> TEXT SEGMENT
#####

Phase 3: Fine-Tuning

  • Rate Limiting
    • Our first successful run placed 37 pieces before the server disconnected us. We were sending messages too fast. About 33 messages per second. Increasing the delay between pieces from 0.15s to 0.5s solved this.
  • Cell Size Calibration
    • The default cell size (52 game units) was determined by analyzing positions of adjacent snapped pieces in captured traffic. This is configurable via --cell-size for puzzles where it differs.
  • Persistent Sessions
    • Using Chrome's persistent profile means you only need to complete the Cloudflare challenge once. The session survives across solver runs, making it practical for solving many puzzles in sequence.

What Claude Brought to the Table


Throughout this project, Claude served as a real-time pair programmer. Here's what stood out:

  • Pattern recognition in binary data. When I shared raw WebSocket bytes starting with [147, 146, 153...], Claude immediately identified MessagePack. This saved hours of guessing at the serialization format.
  • Protocol analysis. Claude traced through captured messages to identify the pickup/move/drop cycle, the snap mechanism (neighbor_id in the drop message), and the server response format (negative group IDs = successful snap).
  • Architecture decisions. The BFS placement order (so each piece can reference an already-placed neighbor), the prototype-level WebSocket hook (to catch existing connections), and the persistent Chrome profile (for Cloudflare).

The Final Architecture

tanggle_solver
├── main.py # CLI: solve, capture, logout
├── config.py # .env credential loading
├── browser.py # Playwright + WebSocket hooking
├── ws_solver.py # Protocol-based solver
└── protocol.py # Traffic analyzer


Dependencies:


How it works:

  1. Launches your real Chrome (bypasses Cloudflare)
  2. Patches WebSocket.prototype.send to intercept game traffic
  3. Decodes MessagePack game state (piece positions, grid dimensions)
  4. Computes target coordinates for each piece
  5. Sends pickup/move/drop commands via WebSocket in BFS order
  6. Server snaps pieces into place

Lessons Learned

  • Start with the protocol, not the pixels.
    • For any web game, the server communication is a more reliable data source than screenshots. Binary protocols look intimidating, but are often just MessagePack or Protobuf, one library import away from readable data. :)

#####

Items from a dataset
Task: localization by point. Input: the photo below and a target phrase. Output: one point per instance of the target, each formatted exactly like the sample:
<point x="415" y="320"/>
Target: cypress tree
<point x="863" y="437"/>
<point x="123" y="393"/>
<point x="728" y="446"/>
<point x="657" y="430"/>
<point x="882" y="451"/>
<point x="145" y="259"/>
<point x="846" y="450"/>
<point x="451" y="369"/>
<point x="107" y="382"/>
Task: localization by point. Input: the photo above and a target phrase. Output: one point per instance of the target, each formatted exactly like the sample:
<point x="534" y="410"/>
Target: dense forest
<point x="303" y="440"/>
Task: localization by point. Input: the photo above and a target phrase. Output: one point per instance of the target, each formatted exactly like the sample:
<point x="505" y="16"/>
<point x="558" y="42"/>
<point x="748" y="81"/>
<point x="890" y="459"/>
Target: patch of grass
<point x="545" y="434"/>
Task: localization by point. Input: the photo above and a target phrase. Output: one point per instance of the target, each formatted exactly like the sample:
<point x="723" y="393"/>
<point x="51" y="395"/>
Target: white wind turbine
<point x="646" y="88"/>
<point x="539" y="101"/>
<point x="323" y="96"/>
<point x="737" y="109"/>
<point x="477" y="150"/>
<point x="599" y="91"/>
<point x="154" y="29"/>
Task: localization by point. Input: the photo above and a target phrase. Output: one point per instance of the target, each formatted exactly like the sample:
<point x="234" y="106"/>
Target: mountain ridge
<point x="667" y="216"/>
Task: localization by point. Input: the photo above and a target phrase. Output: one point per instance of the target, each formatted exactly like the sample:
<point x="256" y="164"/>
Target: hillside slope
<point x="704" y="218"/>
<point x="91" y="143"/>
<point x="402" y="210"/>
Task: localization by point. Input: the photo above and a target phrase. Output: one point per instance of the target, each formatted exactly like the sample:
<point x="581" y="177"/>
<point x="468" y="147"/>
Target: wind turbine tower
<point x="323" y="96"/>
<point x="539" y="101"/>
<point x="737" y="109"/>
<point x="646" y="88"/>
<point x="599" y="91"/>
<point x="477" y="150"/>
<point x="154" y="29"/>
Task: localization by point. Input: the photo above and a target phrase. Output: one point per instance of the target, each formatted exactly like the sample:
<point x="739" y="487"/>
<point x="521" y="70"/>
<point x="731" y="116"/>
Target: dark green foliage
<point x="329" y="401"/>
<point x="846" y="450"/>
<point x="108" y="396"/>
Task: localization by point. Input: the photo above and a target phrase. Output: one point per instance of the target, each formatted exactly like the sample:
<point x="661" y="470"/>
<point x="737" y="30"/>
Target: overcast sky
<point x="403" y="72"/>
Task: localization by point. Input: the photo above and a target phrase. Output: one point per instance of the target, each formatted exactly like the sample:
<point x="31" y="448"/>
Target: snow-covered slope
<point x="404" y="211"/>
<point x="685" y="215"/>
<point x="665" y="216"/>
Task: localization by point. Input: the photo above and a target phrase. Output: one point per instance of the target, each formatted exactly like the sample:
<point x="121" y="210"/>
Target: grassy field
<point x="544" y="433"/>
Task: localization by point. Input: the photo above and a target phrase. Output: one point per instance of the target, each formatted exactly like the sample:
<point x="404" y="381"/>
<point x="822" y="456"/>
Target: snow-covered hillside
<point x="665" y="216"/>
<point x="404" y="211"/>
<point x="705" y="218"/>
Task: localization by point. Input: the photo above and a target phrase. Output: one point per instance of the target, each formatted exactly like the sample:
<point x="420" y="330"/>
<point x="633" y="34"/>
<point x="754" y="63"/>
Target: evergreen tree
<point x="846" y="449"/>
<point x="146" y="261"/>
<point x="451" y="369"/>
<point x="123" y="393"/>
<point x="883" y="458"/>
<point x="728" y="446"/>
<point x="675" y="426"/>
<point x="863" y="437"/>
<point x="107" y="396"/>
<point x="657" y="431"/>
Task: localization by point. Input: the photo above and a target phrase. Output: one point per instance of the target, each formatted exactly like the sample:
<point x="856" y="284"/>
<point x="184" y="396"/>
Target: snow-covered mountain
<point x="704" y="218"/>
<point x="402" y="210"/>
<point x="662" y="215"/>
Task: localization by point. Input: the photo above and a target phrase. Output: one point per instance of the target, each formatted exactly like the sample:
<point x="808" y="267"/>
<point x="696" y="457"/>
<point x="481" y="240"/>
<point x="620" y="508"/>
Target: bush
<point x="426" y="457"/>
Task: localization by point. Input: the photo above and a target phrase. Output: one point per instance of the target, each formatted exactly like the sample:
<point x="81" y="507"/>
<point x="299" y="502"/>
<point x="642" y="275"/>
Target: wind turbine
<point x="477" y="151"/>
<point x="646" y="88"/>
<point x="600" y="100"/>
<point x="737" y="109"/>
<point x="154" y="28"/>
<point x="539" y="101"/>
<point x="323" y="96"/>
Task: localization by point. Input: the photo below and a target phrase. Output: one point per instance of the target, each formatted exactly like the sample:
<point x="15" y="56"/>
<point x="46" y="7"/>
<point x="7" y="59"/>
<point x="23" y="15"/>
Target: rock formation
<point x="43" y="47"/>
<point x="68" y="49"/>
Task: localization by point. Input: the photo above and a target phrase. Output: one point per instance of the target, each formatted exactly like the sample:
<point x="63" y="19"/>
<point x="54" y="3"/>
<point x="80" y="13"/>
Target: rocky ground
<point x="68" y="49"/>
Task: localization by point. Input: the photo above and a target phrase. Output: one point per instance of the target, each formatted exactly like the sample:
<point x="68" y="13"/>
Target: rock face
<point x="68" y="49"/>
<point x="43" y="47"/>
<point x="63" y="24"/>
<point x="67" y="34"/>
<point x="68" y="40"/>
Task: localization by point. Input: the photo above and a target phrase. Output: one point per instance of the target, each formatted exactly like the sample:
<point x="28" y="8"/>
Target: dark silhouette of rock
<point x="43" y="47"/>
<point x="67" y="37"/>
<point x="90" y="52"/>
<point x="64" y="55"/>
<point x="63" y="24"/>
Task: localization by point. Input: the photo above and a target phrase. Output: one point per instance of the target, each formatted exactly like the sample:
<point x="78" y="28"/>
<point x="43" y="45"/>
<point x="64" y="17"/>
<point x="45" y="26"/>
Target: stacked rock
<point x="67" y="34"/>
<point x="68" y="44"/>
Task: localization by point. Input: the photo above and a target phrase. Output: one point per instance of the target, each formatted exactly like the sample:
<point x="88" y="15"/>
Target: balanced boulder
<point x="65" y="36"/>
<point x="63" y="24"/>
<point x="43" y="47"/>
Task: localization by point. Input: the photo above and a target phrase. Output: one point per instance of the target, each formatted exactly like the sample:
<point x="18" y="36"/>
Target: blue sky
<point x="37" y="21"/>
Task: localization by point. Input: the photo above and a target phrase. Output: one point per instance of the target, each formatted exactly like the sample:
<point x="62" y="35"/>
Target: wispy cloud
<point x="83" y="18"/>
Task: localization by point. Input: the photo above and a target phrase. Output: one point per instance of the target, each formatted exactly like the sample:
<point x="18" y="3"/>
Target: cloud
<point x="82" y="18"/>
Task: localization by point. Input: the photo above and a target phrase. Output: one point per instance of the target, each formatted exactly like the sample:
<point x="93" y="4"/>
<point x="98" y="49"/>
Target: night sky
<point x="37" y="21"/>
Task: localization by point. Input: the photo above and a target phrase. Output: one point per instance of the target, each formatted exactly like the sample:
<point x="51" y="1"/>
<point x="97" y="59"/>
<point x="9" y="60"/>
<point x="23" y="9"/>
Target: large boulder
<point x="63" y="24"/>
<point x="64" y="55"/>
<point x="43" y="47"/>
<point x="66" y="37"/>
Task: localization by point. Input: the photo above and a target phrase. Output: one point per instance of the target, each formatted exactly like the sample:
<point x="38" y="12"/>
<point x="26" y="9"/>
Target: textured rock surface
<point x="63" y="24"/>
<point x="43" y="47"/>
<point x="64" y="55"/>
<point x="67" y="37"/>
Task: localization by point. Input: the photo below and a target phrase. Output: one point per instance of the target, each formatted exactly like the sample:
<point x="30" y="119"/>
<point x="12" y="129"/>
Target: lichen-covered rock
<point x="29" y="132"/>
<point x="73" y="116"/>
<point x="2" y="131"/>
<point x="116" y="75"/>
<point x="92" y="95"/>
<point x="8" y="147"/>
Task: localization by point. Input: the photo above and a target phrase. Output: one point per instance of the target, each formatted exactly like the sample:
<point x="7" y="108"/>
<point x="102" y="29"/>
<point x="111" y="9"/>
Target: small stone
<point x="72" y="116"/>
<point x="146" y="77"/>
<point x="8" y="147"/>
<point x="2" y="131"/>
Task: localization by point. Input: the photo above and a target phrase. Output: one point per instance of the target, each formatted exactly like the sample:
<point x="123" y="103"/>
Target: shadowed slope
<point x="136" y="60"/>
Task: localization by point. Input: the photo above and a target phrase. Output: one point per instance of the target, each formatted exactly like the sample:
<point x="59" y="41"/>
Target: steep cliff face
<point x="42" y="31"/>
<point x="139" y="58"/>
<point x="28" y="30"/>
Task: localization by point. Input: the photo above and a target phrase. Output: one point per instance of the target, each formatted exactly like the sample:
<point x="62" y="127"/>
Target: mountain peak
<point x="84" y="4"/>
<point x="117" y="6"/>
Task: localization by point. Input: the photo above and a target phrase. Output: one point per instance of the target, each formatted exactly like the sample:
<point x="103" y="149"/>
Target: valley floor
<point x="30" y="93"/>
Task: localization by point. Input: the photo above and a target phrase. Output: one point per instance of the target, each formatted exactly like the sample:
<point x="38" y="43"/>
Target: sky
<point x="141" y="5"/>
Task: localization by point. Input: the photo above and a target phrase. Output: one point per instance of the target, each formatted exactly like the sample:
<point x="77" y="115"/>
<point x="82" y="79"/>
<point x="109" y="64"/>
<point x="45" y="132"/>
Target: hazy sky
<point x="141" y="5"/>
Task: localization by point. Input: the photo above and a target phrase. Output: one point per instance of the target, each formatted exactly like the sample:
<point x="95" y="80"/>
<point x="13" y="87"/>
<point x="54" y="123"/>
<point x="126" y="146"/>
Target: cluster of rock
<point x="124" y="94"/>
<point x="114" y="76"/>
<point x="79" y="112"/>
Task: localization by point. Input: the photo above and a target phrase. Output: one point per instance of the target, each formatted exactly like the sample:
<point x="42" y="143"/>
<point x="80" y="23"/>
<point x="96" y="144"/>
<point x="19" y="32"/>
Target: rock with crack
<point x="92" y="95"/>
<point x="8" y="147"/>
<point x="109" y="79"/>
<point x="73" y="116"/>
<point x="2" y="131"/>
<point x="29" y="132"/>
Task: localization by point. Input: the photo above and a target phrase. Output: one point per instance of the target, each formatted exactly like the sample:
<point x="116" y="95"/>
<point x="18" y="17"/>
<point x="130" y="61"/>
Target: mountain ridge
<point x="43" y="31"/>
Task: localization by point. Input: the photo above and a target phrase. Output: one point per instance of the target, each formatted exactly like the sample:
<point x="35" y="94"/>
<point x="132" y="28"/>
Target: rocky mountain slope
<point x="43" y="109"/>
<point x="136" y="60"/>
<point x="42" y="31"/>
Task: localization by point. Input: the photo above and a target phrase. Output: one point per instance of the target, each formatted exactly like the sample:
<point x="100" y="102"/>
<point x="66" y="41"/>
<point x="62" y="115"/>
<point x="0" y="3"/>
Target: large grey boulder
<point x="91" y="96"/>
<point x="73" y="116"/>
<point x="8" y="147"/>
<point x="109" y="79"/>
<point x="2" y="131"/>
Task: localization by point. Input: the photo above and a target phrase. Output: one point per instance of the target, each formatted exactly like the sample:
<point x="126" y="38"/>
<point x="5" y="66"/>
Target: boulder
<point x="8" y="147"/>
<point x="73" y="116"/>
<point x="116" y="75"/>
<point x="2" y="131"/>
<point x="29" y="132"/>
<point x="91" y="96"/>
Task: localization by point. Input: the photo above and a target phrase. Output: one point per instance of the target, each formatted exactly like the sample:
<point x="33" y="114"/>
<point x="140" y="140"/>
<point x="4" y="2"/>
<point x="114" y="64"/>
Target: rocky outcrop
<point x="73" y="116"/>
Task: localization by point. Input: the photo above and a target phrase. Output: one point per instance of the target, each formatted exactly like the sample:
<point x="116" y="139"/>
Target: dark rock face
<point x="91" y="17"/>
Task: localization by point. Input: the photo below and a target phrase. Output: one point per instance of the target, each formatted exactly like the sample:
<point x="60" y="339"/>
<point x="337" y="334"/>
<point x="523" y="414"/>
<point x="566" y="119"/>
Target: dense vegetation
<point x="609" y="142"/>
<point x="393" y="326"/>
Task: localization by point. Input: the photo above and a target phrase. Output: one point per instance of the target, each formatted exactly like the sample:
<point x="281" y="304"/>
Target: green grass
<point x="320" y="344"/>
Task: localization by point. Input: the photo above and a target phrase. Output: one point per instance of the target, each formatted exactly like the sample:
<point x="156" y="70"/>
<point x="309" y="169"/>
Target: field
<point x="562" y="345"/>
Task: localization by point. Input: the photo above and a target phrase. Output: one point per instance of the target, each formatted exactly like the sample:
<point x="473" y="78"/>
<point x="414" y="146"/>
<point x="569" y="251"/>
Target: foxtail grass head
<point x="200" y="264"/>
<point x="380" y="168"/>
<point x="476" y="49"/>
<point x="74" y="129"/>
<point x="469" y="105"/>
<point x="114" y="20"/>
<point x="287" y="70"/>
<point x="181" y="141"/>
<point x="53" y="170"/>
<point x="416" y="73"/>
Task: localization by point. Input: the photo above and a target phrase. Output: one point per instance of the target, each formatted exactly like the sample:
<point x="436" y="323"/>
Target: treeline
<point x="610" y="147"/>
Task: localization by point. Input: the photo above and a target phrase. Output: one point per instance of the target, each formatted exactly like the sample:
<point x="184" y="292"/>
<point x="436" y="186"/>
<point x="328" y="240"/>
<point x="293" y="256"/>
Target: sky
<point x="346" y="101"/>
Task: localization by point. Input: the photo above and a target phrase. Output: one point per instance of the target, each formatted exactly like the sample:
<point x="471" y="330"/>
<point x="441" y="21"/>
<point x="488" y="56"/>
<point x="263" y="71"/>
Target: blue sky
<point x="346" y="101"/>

#####

> ASSIGNED TASK 1
In the puzzle-solver write-up, what change to the delay between pieces stopped the server from disconnecting the run?
> ASSIGNED TASK 2
Continue the puzzle-solver write-up from where it stops.
These rows were taken from a different source than the text.

> RESPONSE AREA 1
Raising the delay from 0.15s to 0.5s.

> RESPONSE AREA 2
  • Persistent browser profiles are essential
    • For sites with bot detection. Using the user's actual Chrome installation with a persistent profile is nearly undetectable.
  • Rate limiting exists even for WebSocket.
    • Games will kick you for sending messages too fast. A 0.5s delay between moves is the sweet spot, fast enough to solve a 1000-piece puzzle in ~10 minutes, slow enough not to trigger anti-abuse.
  • Prototype patching beats constructor wrapping.
    • If you need to intercept an already-established WebSocket, patching WebSocket.prototype.send catches everything, past, present, and future connections.
  • AI pair programming shines at protocol reverse-engineering.
    • The back-and-forth of "here's the raw data" → "that's MessagePack" → "here's what the fields mean" → "here's the code" was incredibly productive. What would have taken days of solo debugging took hours with Claude.

Screenshot of tanggle bot solving a puzzle
Tanggle bot solving a puzzle


Try It Yourself


The project is open source: https://github.com/f00d4tehg0dz/tanggle-bot-solver

pip install -r requirements.txt 
playwright install chromium
python -m tanggle_solver.main solve <puzzle-uuid>

Fair warning: use responsibly. This was built as a learning exercise in protocol reverse-engineering and browser automation, not to ruin anyone's puzzle experience.


Built with Claude Code (Anthropic's CLI for Claude) as my pair programmer throughout the entire development process.